Task statement: Copy the lines below word for word, starting with the line that contains "Bet you can't find man in black" and going on through the line that contains "[232,268,500,508]".

┌─ Records to use

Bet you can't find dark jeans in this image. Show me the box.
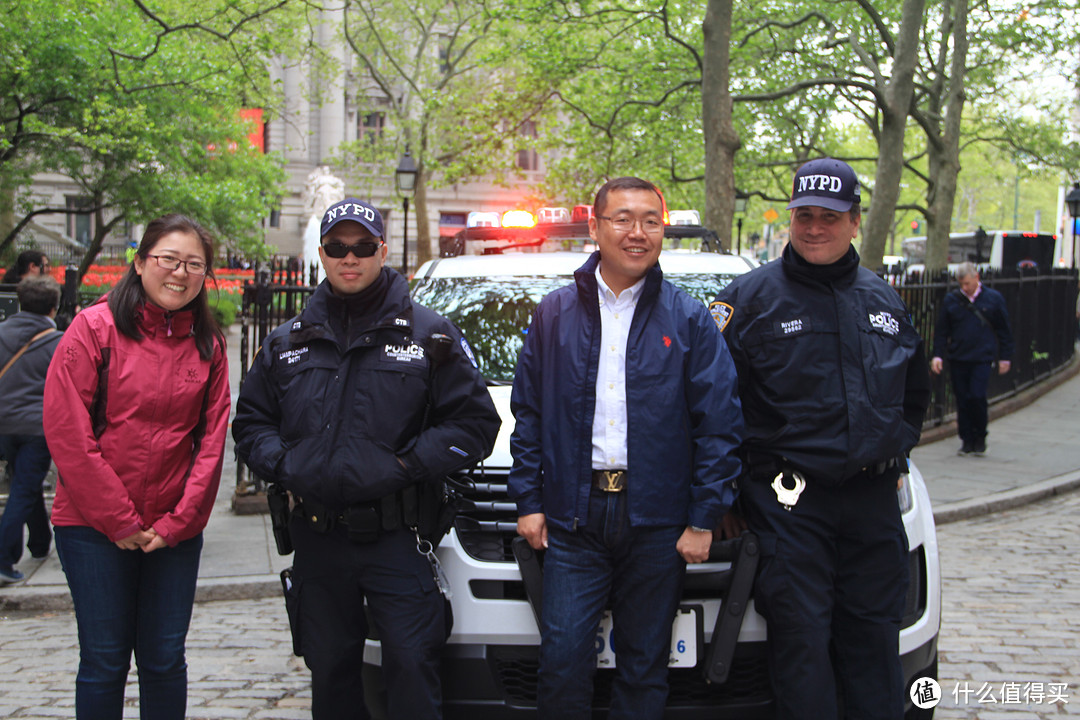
[289,516,447,720]
[949,361,993,449]
[740,474,908,720]
[0,435,53,570]
[537,485,686,720]
[56,527,203,720]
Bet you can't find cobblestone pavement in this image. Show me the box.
[934,492,1080,720]
[0,492,1080,720]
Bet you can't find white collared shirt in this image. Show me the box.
[593,266,645,470]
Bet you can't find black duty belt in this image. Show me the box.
[593,470,626,492]
[296,488,416,543]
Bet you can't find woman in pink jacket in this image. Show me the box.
[44,215,229,720]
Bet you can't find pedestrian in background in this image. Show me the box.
[0,275,60,583]
[509,177,742,720]
[232,198,500,720]
[711,158,930,720]
[3,250,50,284]
[930,262,1013,456]
[44,215,229,720]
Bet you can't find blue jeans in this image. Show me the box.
[0,435,53,570]
[56,527,202,720]
[537,490,686,720]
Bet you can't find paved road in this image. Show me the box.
[934,492,1080,720]
[0,492,1080,720]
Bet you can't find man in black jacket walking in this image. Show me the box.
[0,275,60,583]
[232,198,500,720]
[930,262,1013,456]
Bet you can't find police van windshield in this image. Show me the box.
[413,273,735,384]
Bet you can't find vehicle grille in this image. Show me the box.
[454,468,517,562]
[488,643,772,708]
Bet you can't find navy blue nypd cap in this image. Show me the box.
[787,158,861,213]
[319,198,382,237]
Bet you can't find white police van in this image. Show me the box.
[365,245,941,720]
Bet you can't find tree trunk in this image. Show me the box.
[701,0,742,250]
[862,0,926,270]
[926,0,968,272]
[79,202,124,285]
[413,165,431,272]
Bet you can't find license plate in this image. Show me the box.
[596,608,702,667]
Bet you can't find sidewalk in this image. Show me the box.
[0,328,1080,612]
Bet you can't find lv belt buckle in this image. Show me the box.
[599,470,626,492]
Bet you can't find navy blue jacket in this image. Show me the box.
[510,253,742,530]
[933,285,1013,363]
[712,245,930,485]
[232,268,500,508]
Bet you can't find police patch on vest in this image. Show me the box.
[461,338,480,369]
[708,302,735,332]
[772,317,810,338]
[868,310,900,335]
[278,345,310,365]
[381,342,426,365]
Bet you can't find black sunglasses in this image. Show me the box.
[323,243,381,260]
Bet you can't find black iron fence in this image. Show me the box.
[895,268,1078,427]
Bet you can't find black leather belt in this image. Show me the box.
[593,470,626,492]
[863,458,900,477]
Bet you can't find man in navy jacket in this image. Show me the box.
[930,262,1013,456]
[510,177,742,720]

└─

Result of this exercise:
Bet you can't find man in black jacket walking in this image. Show me the box.
[0,275,60,583]
[232,198,500,720]
[930,262,1013,456]
Bet you can't find police van windshield in this image. Show me the box.
[413,273,735,384]
Bet you can't find vehicle grille in this image. Show me the box.
[454,468,517,562]
[488,643,772,708]
Bet you can't find navy blue nypd cap in this image. Show me the box.
[787,158,861,213]
[319,198,382,237]
Bet you can't find white police van in this image. Show me the box.
[365,245,941,720]
Bet you can't find tree trunk in this image. Show me the box.
[701,0,742,250]
[862,0,926,270]
[926,0,968,272]
[79,202,124,285]
[413,165,431,272]
Bet you can't find license plate in this image. Show me the box.
[596,608,702,667]
Bet you can't find sidewalk in this image. Show me the box.
[0,328,1080,612]
Bet you can't find lv belt buckle in this image. Show me the box.
[599,470,626,492]
Bet you can't find navy blue jacket in this image. Show me the box.
[510,253,742,530]
[933,285,1013,363]
[712,245,930,485]
[232,268,500,508]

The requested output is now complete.